* [Problem to solve]: Reproduce the entire listing below word for word, omitting the pictures.

* [Provided information]:
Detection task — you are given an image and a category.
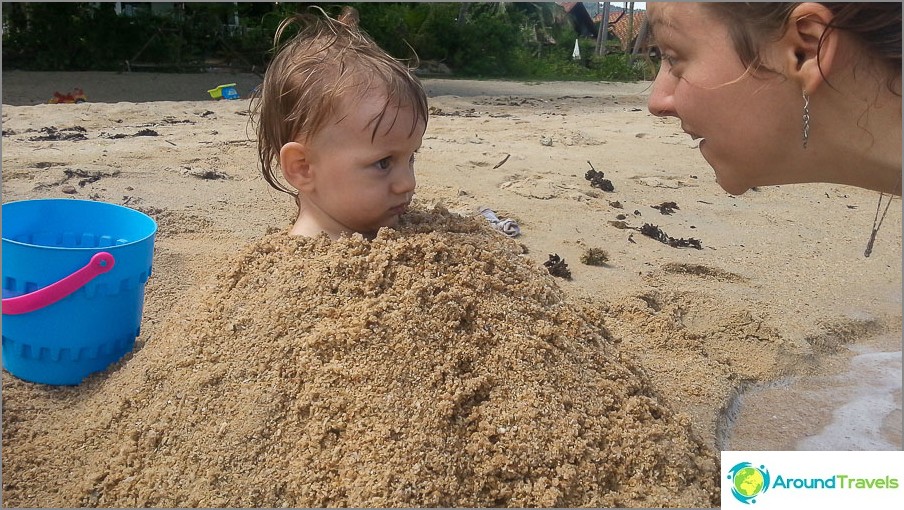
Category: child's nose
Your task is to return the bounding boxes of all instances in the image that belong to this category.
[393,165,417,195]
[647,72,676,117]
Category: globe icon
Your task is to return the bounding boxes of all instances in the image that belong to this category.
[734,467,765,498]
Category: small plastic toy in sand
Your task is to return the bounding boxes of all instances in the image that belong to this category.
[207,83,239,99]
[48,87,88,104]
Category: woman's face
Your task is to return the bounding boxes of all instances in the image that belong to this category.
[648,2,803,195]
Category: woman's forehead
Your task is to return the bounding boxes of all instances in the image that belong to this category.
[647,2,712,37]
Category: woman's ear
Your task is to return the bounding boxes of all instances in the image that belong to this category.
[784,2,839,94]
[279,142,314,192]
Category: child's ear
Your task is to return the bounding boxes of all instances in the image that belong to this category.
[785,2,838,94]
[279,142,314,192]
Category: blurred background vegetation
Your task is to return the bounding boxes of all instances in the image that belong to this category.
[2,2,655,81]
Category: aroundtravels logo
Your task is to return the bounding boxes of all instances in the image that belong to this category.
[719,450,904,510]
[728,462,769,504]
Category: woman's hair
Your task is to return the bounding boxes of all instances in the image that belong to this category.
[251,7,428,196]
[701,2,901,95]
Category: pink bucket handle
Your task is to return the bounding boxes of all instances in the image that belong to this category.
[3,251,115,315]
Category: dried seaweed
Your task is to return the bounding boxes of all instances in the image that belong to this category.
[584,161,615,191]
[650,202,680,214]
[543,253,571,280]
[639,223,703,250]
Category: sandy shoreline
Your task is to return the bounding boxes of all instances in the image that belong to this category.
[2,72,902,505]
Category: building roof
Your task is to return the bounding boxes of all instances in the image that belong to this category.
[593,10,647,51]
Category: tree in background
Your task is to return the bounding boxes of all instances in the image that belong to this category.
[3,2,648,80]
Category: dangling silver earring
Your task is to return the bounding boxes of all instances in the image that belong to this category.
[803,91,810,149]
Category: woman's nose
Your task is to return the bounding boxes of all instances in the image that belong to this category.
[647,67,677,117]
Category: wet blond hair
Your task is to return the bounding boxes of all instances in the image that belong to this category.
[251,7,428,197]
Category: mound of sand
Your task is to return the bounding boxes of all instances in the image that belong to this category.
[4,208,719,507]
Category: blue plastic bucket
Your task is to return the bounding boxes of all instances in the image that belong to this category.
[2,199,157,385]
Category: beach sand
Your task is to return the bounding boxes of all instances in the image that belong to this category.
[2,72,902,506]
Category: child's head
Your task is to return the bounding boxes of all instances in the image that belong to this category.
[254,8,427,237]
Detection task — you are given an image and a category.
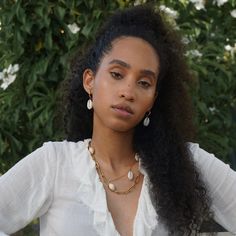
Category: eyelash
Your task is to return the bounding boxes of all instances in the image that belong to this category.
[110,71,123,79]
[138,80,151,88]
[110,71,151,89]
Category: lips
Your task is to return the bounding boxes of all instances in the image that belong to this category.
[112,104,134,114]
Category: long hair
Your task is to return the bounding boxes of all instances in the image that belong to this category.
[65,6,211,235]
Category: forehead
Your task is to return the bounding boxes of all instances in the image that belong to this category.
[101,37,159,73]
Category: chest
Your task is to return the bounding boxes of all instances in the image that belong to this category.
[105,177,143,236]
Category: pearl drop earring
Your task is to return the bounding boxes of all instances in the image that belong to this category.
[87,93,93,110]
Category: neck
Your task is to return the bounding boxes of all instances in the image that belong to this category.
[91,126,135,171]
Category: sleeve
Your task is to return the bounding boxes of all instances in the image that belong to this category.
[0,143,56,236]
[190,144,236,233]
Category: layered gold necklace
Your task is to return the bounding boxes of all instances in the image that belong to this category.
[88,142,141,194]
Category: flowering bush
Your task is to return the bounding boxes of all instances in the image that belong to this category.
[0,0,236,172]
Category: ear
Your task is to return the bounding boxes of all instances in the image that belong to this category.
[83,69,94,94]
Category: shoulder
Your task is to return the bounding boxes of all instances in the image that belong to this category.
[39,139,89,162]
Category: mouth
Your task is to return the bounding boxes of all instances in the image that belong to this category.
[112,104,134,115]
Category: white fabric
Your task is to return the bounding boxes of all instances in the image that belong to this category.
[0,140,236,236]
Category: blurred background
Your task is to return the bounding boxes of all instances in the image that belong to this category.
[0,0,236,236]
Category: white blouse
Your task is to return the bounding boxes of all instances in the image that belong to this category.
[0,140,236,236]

* [Task output]:
Detection task — you are given an image and a category.
Category: child's nose
Your task is to return the bounding boxes of all instances in the image that belong to this category.
[393,165,417,195]
[647,72,676,117]
Category: globe icon
Your task is to return the bounding boxes of all instances in the image that belong to this category.
[734,467,765,498]
Category: small plastic toy in sand
Your task is to return the bounding boxes of all instances in the image that belong to this category.
[207,83,239,99]
[48,87,88,104]
Category: woman's face
Your task is to return the bounding boxes of all instances in the image that belong to this category.
[648,2,803,195]
Category: woman's forehead
Your task is to return the bounding boxes of all instances in the image that belong to this category.
[647,2,712,37]
Category: woman's ear
Your task is to return the bounding boxes of all instances in the image that belong to this category.
[784,2,839,94]
[279,142,314,192]
Category: child's ear
Your task is to return the bounding boxes of all instances in the image that belong to this category.
[785,2,838,94]
[279,142,314,192]
Category: blurred background vegetation
Your task is to return the bounding boxes of all instances in the image that belong to this category.
[2,2,655,81]
Category: aroundtravels logo
Your task is to return the bounding boxes of all instances in the image that belong to this category.
[719,450,904,510]
[728,462,769,504]
Category: woman's hair
Your task is to return the bounding boxes of all instances in the image that belong to this category.
[251,7,428,196]
[701,2,901,95]
Category: pink bucket handle
Your task is to return the bounding boxes of all instances in the image that belong to this category.
[3,251,115,315]
Category: dried seaweed
Your task is to return the bounding boxes of all instances in the image that belong to this category.
[584,161,615,191]
[650,202,680,214]
[543,253,571,280]
[639,223,703,250]
Category: sandy shoreline
Your task is to return the bounding boxes of all instances in the image that belong to this category.
[2,72,902,505]
Category: building roof
Your task is to return the bounding boxes of all instances in the image that belong to this category.
[593,10,647,51]
Category: tree in background
Your task is to return the bounding boxes of all instances in the image that belong to this category.
[3,2,648,80]
Category: dangling silver earring
Your task is to return the bounding boxes of all instances in the image that belong to this category.
[803,91,810,149]
Category: woman's nose
Your task is to return the bounding boxes of all instances in the image that belong to this category.
[647,67,677,117]
Category: wet blond hair
Your task is to return the bounding boxes of all instances in the image that belong to this category.
[251,7,428,197]
Category: mound of sand
Your task is to return the bounding boxes of all instances in the image that belong to this category.
[4,208,719,507]
Category: blue plastic bucket
Your task is to return the bounding boxes of all instances in the image that belong to this category.
[2,199,157,385]
Category: beach sand
Your task is to return the bounding boxes of all instances in the image that belong to this category.
[2,72,902,506]
Category: child's head
Your task is to return the bounding boxes of all instances in the image that belong to this category.
[254,8,427,237]
Detection task — you are given an image and a category.
Category: eyelash
Your task is to return the bounding boxes of all instances in the image that belong to this category.
[110,71,123,79]
[138,80,151,88]
[110,71,151,89]
Category: lips
Your task is to return the bounding boxes of all instances in the image that belong to this category.
[112,104,134,114]
Category: long hair
Your task is to return the bounding boxes of all instances in the image that belong to this category.
[65,6,211,235]
Category: forehead
Your task is to return the bounding boxes of all instances in the image that belong to this category.
[101,37,159,73]
Category: chest
Your task is to return the bounding boxes of all instances in the image that belong to this category.
[105,177,143,236]
Category: pearl drop earring
Your task is to return the bounding boxes of all instances in the image that belong to this category.
[87,93,93,110]
Category: neck
Your task is to return the bounding boxes of all instances in the image that belong to this category.
[91,126,135,171]
Category: sleeve
Your task is to return the bounding boxes of all instances in the image that belong to this category.
[0,143,56,236]
[190,144,236,233]
Category: layered gold necklace
Your task is to return the bounding boxes of all instances in the image that belong to this category.
[88,142,141,194]
Category: flowering bush
Your task is to return the bounding boxes of all instances in the image that belong to this category.
[0,0,236,172]
Category: ear
Your task is to return the bounding boxes of all instances in the image that belong to this category.
[83,69,94,94]
Category: shoulder
Your task is to return the bounding boxes of all instances in the image that belong to this category.
[39,139,89,162]
Category: mouth
Your task is to return the bounding boxes of all instances in the image that belong to this category.
[112,104,134,115]
Category: white fabric
Your task is to return the bounding boxes of all instances in the image that belong to this category.
[0,140,236,236]
Category: blurred background
Your task is to return the bounding boxes of all instances in the image that belong to this category.
[0,0,236,236]
Category: white blouse
Your task is to return the bounding boxes of all instances in the image that belong to this category.
[0,140,236,236]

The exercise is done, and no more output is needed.